Region pointing data
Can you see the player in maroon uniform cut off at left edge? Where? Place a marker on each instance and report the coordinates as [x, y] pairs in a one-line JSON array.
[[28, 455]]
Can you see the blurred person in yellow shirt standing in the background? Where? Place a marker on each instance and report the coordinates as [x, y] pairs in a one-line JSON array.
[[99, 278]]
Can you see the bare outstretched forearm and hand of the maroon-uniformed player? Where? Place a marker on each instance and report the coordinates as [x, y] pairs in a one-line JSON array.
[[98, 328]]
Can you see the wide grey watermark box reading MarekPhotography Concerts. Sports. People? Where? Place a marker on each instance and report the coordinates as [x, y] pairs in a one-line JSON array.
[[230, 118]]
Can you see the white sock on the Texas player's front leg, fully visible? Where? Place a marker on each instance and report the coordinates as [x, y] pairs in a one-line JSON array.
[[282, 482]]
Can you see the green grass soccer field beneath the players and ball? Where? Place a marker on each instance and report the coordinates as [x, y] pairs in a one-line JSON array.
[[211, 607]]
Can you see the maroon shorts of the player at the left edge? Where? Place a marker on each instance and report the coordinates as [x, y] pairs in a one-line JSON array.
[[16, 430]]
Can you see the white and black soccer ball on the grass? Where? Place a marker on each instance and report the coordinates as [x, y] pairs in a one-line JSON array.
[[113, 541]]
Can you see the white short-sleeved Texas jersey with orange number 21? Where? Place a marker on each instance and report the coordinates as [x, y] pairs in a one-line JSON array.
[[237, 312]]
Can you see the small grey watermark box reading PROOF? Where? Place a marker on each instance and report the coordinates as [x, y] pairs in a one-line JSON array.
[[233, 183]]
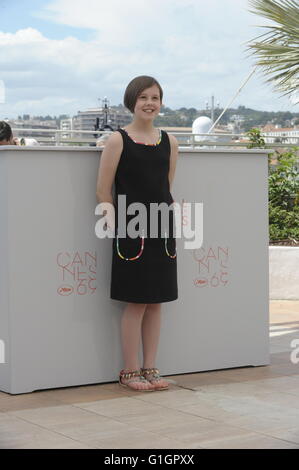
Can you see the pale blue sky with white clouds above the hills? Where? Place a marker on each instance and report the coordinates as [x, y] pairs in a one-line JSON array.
[[60, 56]]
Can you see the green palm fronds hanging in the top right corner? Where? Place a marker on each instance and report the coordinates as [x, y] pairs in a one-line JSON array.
[[279, 51]]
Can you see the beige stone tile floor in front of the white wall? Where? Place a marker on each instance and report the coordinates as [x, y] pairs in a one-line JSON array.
[[249, 407]]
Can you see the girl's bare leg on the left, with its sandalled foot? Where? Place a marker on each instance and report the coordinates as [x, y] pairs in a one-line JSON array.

Work instruction
Could you output every entry exactly as written, skipping the pictures?

Solution for this exercise
Can you see the player in maroon uniform cut off at left edge? Where? Place a marker on each instance and report the coordinates as [x, y] pairs in a one-line JSON array.
[[28, 455]]
Can you see the blurred person in yellow shirt standing in the background? Where? Place a marker on each instance and report the coordinates as [x, y] pairs in a one-line JSON array.
[[99, 278]]
Can you see the bare outstretched forearm and hand of the maroon-uniformed player? Where? Place a marker on each instance and report the coordinates as [x, y] pairs in a one-line JSON array.
[[98, 328]]
Can you see the wide grey watermark box reading MarekPhotography Concerts. Sports. People? Where? Place a marker on each instance and report the coordinates as [x, y] pairs in a one-line JSON array.
[[230, 118]]
Can you see the white sock on the Texas player's front leg, fully visible? Where? Place a marker on each instance and report the coordinates as [x, y] pairs in a one-line JSON array.
[[282, 482]]
Can you see the green grass soccer field beneath the players and ball? Where? Place a marker on each instance and report the coordinates as [x, y] pairs in a one-line JSON array.
[[211, 607]]
Can you see the maroon shorts of the player at the left edge? Where? Place a marker on each instance and report the coordinates as [x, y] pairs in a one-line JSON array.
[[16, 430]]
Can you see the white and black soccer ball on the grass? Where? Place a marker on each instance and report the coordinates as [x, y] pairs in a one-line JSON array.
[[113, 541]]
Can you see the white short-sleeved Texas jersey with orange number 21? Where? Place a marker on each instance and report the coordinates as [x, y] pairs in a one-line JSON array.
[[237, 312]]
Can you see the small grey watermark box reading PROOF? Where? Place a marker on each instance and report the coordinates as [x, y] pairs in a one-line JSON array.
[[233, 183]]
Can you see the pale blue sky with white clouds above the hills? Where? Place a marker on each instance and report the coordinates as [x, y] pairs in a one-line JSON array.
[[60, 56]]
Can you see the green palm fronds hanging in the top right corner? Where? Place a marker on each instance and report the coordinates as [x, y] pairs in a one-line JSON array.
[[279, 51]]
Can you see the beige stone tile floor in front of the white wall? Where? Place a marker on each instance and report the coordinates as [x, y] pairs in a one-line JSON array.
[[249, 407]]
Can you see the girl's bare leg on the left, with its sandalled foot? Where? Place a marker on each instance and report the coordinates as [x, y] pairs in a one-line JSON array.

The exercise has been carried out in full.